-- Begin Listing --

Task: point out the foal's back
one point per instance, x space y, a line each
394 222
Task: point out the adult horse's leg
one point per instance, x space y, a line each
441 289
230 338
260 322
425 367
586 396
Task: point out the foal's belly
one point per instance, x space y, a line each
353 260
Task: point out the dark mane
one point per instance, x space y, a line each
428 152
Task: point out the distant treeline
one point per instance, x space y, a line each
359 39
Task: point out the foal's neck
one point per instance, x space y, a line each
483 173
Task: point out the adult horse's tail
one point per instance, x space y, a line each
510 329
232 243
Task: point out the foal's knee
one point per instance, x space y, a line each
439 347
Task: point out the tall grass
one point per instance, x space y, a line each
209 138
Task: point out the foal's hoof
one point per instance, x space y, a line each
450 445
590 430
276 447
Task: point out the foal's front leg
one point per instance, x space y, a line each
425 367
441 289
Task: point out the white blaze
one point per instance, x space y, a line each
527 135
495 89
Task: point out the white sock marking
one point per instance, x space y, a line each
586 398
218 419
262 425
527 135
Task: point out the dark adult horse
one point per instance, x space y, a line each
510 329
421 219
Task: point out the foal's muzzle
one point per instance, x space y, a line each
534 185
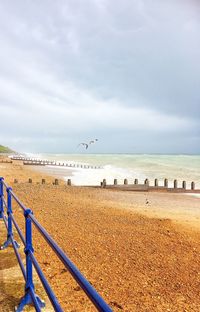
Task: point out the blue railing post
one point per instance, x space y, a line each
30 297
1 198
9 228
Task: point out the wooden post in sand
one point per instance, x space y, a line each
192 186
175 184
115 181
184 185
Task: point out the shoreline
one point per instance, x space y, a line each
138 256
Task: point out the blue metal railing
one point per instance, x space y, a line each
30 296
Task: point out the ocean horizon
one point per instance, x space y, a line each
183 167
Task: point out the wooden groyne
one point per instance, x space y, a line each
145 186
44 162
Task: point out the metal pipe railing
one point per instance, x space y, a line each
30 296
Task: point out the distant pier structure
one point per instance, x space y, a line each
177 187
44 162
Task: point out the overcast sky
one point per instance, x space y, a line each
125 72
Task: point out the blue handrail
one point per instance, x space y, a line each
30 296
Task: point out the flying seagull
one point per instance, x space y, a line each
84 144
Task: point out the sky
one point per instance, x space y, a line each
125 72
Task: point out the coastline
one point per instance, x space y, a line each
136 255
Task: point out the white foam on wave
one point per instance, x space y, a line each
108 172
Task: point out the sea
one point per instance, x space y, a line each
125 166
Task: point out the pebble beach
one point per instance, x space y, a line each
140 251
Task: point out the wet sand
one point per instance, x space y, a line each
139 250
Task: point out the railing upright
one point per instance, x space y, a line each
9 221
30 297
1 198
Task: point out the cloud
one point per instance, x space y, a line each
108 67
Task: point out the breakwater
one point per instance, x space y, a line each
179 187
7 215
44 162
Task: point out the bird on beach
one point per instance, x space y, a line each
93 141
84 144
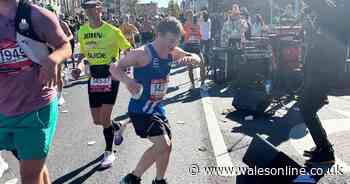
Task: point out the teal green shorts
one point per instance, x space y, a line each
29 135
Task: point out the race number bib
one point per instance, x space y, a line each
158 89
12 59
100 85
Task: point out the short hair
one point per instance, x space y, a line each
189 12
170 25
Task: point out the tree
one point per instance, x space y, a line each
174 9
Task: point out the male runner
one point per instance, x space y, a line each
69 34
100 44
152 65
28 102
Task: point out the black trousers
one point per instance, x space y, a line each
312 100
321 70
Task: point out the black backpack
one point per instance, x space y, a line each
23 22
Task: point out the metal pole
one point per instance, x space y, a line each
271 14
296 8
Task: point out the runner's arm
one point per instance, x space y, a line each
182 56
67 30
55 37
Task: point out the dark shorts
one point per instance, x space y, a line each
147 125
97 99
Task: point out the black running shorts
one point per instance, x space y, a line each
147 125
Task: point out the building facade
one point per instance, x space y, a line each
143 9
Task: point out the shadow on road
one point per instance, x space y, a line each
81 179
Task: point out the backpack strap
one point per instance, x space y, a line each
24 22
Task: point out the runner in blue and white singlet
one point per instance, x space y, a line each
154 79
152 65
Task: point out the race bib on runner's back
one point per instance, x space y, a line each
100 85
158 89
13 59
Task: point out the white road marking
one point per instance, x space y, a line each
222 156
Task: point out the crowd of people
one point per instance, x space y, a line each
29 97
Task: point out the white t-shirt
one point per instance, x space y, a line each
205 28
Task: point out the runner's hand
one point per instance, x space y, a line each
189 60
48 74
133 87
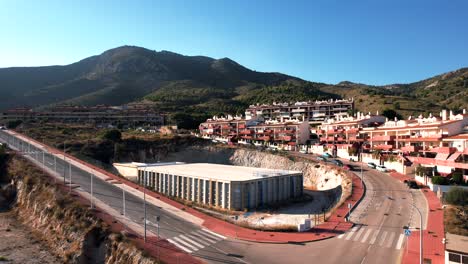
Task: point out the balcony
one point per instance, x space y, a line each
383 147
382 138
411 148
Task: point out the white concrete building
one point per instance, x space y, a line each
223 186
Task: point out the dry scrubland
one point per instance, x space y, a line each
66 227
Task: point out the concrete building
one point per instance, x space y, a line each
223 186
456 249
313 112
130 169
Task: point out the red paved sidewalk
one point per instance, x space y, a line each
336 223
433 248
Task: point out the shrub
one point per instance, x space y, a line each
112 135
439 180
457 177
457 196
14 124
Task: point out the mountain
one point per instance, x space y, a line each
198 86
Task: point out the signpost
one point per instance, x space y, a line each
349 211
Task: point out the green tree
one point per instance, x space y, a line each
457 196
457 177
113 135
391 114
14 124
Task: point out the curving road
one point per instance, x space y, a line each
377 236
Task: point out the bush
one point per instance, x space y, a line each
14 124
439 180
112 135
457 196
457 177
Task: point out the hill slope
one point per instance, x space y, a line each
201 86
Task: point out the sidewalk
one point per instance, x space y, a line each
158 249
433 248
335 225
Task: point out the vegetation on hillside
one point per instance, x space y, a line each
198 87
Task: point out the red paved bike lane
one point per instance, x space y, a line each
336 224
433 248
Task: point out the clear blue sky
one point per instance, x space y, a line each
374 41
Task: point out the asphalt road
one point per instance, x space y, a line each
377 238
178 231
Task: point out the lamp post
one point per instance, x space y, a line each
420 234
144 199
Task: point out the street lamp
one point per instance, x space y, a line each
420 234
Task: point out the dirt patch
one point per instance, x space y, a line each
18 244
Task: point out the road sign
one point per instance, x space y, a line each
407 232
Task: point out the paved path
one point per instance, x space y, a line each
376 238
433 234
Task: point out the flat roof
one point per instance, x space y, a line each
220 172
456 243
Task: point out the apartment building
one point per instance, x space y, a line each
99 114
255 131
313 112
223 186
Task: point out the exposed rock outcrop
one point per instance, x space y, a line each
70 230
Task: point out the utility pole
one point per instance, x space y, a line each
92 202
69 172
144 197
123 201
420 235
64 163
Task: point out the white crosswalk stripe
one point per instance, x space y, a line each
366 236
350 234
358 235
382 239
196 240
374 237
400 241
390 240
379 237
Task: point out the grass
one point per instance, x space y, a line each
456 220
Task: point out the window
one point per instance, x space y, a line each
455 257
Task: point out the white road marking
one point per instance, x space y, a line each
358 235
190 241
383 238
351 233
179 246
213 233
178 239
203 235
366 235
390 240
198 239
374 237
400 241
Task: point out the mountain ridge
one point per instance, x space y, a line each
201 86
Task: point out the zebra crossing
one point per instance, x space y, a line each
196 240
382 238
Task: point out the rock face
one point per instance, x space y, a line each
70 230
316 175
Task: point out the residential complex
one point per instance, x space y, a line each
222 186
100 114
440 143
313 112
253 131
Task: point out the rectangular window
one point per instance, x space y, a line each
455 257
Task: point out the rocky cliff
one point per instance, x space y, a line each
70 230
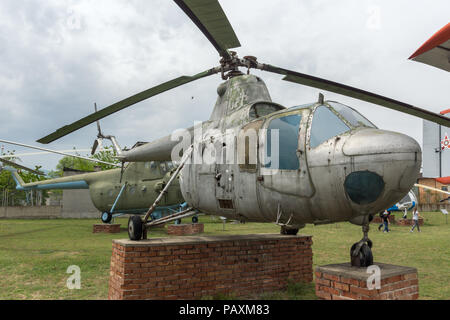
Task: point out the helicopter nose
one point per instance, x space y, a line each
384 167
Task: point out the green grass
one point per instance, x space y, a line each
34 255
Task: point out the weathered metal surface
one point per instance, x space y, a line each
315 193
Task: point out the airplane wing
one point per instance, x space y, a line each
436 51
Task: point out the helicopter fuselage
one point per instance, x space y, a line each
255 160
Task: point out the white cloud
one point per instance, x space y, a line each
59 57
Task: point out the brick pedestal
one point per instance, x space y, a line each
185 229
195 267
409 222
344 282
106 228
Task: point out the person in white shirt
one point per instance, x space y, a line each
416 217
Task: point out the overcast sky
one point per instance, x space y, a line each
59 57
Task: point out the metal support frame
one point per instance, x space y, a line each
175 216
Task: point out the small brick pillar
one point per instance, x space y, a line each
409 222
185 229
344 282
106 228
378 220
194 267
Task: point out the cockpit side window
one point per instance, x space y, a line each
325 125
263 109
352 116
288 130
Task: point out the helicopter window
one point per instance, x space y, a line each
150 165
163 167
170 165
351 115
288 130
325 126
263 109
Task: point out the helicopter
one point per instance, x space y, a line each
115 192
316 163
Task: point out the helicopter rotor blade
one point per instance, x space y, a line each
356 93
18 166
99 129
125 104
58 152
210 18
94 147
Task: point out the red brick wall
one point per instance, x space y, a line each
106 228
331 286
185 229
377 219
409 222
194 267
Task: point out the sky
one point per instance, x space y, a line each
59 57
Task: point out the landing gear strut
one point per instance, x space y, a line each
361 252
107 217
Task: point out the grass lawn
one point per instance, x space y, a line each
34 255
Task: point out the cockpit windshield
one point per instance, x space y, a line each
351 115
325 125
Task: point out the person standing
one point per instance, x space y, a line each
416 217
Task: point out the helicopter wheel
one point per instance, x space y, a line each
364 257
106 217
289 231
135 228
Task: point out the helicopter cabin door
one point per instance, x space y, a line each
284 168
224 177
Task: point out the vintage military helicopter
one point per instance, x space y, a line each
329 163
116 192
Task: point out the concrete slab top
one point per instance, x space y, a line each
346 270
203 239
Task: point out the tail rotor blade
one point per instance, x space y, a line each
18 166
125 104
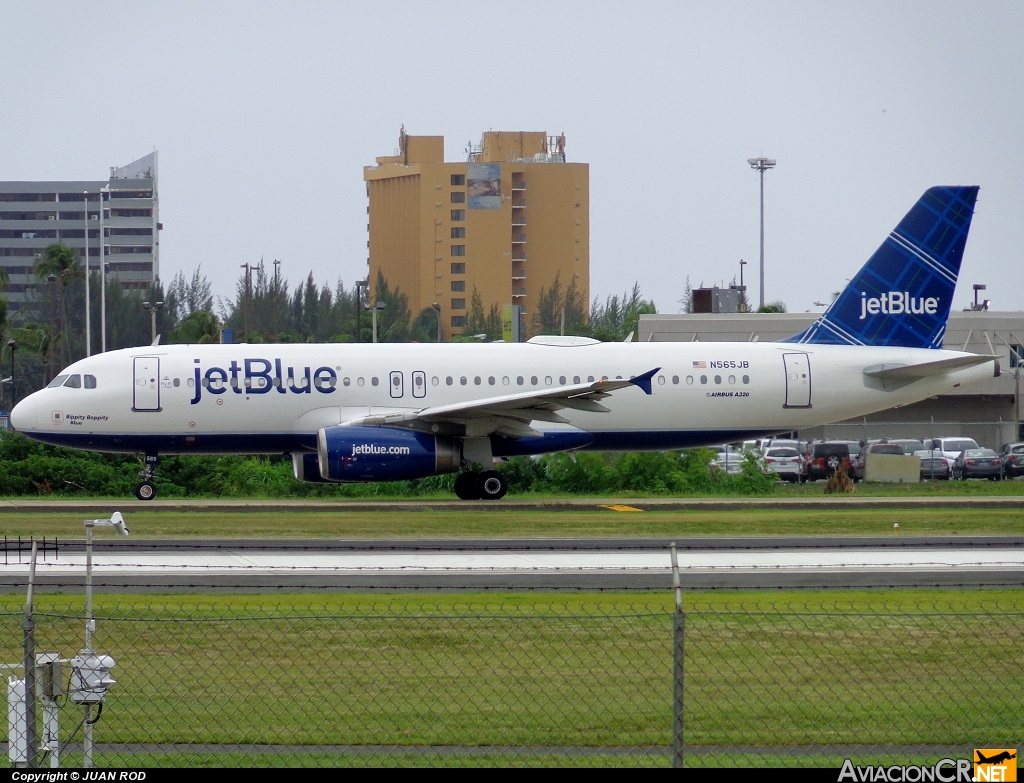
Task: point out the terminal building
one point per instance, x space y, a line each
509 221
989 411
117 219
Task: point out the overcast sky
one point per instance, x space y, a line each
265 113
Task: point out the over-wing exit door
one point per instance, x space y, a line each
798 380
146 392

-- End Listing --

What this task involves: Your task is to repeat exactly the lines from the one containing "Task: point out the vintage" through the end of the material, both included, and only those, without pictures.

Task response:
Task: point out the vintage military helicopter
one point per instance, x space y, a line each
329 163
116 192
Task: point out the concrete slab top
one point per instance, x space y, a line each
346 270
203 239
Task: point out the tail rotor blade
one point per instance, x space y, a line each
18 166
125 104
Task: point out the terminal building
one point per instance, x space y, a line each
509 221
989 411
117 219
Task: point out the overcast sky
one point per instance, x space y, a line each
265 113
Task: point out the over-wing exit door
one point per instance, x space y, a line each
798 380
146 392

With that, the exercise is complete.